▸ **Try it**:
Look for "point" in each line of the entries, and return the matching lines.

[[ Data records open ]]

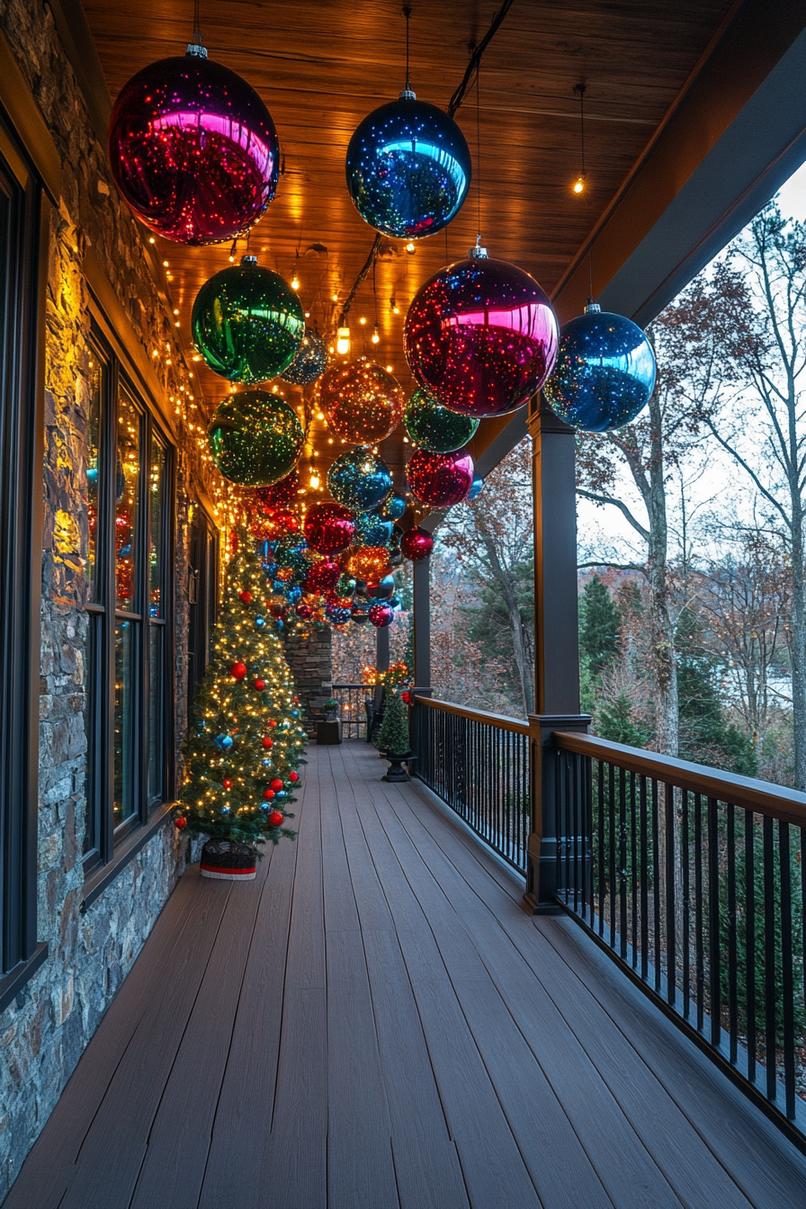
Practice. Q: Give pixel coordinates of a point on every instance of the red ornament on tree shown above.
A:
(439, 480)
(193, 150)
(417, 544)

[[ Data records closed ]]
[[ Data records open ]]

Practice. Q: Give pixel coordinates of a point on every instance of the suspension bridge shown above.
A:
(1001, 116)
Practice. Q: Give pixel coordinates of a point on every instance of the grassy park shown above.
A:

[[ Data records closed ]]

▸ **Result of this exercise**:
Practice. Q: Give pixel coordinates of a point on every instance of the red ornament on tree shown above.
Practice. Q: Give pixel coordinates of a point on every instance of the suspension bridge shown above.
Practice. Q: Give pixel coordinates of a point on every instance of the grassy park shown above.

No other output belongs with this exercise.